_WORK TO DO:_ Swap "submerged" for "underwater" in the records, starting at the line that contains "Crossing-audit request: pin the submerged" and continuing through the end, and write out those lines with nothing else changed.

_MATERIAL FOR THE TASK:_
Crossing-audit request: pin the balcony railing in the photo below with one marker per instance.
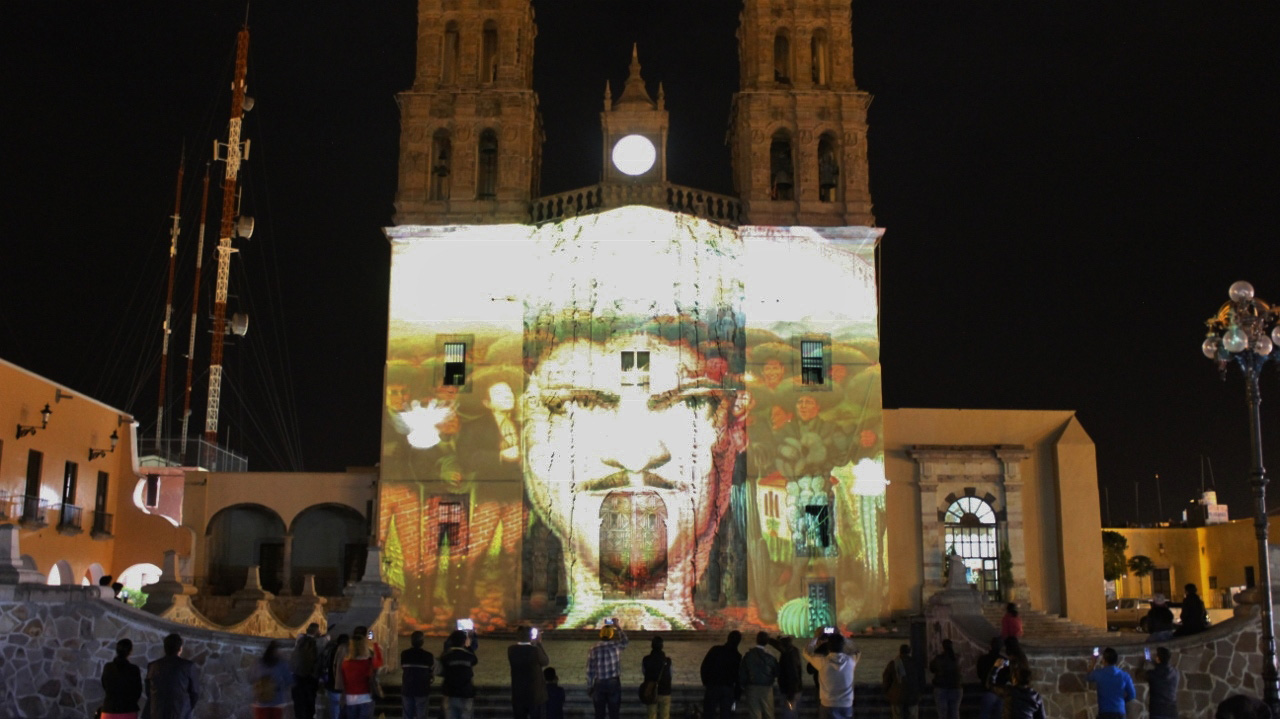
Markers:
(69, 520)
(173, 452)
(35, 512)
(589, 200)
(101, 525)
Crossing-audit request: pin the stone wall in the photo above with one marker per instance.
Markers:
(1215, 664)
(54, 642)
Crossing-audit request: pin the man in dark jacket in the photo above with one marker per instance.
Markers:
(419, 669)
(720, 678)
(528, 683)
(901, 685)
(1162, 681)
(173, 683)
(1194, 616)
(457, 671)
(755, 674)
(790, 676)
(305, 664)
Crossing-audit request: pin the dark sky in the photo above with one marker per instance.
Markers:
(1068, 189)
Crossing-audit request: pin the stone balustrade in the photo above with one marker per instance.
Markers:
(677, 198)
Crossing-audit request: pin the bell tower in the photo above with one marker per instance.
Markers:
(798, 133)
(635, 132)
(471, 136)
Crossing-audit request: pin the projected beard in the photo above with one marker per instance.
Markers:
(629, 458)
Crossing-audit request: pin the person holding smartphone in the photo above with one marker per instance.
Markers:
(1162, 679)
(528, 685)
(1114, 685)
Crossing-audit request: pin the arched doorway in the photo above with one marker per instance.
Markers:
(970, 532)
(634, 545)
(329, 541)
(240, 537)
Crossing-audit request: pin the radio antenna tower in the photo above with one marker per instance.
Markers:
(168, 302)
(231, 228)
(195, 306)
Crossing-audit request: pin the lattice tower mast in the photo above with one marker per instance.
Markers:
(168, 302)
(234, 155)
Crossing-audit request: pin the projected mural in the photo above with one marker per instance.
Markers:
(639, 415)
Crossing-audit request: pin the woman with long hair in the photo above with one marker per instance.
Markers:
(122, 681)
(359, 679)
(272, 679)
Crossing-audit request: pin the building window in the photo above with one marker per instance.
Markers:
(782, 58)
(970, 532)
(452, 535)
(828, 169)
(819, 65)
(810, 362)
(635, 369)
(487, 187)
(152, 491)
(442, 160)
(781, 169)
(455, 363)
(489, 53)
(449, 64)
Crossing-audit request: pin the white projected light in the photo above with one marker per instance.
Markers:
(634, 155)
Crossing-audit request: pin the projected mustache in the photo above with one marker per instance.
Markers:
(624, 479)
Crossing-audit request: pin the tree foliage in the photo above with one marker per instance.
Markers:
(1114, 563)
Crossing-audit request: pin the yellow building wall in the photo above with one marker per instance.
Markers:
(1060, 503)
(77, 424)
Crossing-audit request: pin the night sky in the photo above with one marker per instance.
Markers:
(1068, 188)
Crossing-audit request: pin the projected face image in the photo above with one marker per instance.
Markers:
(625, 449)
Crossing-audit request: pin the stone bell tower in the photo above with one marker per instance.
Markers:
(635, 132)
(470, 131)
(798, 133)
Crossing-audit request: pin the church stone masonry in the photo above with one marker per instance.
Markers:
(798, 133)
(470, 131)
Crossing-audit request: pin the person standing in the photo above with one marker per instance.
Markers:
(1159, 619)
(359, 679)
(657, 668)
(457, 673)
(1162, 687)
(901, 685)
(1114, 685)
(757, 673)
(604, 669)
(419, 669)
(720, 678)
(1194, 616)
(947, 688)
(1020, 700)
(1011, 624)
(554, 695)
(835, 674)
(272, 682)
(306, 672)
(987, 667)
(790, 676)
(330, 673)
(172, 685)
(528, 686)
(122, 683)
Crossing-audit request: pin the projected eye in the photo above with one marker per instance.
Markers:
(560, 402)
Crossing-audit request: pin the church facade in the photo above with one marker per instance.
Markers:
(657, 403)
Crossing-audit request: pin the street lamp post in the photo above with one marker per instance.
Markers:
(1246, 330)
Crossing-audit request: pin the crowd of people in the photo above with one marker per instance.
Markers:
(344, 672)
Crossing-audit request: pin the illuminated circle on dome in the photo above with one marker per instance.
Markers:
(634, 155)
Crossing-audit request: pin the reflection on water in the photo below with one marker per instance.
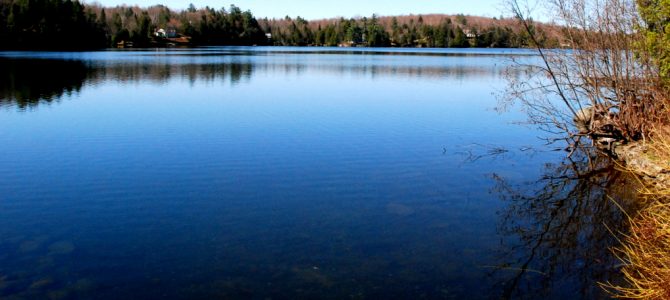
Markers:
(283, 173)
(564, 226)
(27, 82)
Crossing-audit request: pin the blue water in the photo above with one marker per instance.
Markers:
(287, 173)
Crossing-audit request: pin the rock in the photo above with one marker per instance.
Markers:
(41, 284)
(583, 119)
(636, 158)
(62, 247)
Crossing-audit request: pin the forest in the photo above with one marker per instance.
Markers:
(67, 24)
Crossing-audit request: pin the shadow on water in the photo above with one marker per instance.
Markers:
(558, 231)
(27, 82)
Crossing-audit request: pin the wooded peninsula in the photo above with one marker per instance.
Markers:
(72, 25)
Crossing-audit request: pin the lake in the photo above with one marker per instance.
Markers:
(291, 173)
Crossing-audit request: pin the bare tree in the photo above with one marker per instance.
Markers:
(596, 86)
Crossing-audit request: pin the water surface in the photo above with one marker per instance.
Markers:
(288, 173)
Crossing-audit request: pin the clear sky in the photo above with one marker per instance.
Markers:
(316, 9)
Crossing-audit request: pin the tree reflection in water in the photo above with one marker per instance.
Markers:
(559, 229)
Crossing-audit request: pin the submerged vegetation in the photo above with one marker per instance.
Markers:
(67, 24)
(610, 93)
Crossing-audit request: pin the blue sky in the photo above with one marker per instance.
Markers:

_CORRECT OUTPUT:_
Crossing-audit request: pin the underwater vegetation in the photo above with one marker per instance.
Markers:
(67, 24)
(610, 93)
Crossing-audit request: pin the blue sky in the photo above with one marker per instance.
Markers:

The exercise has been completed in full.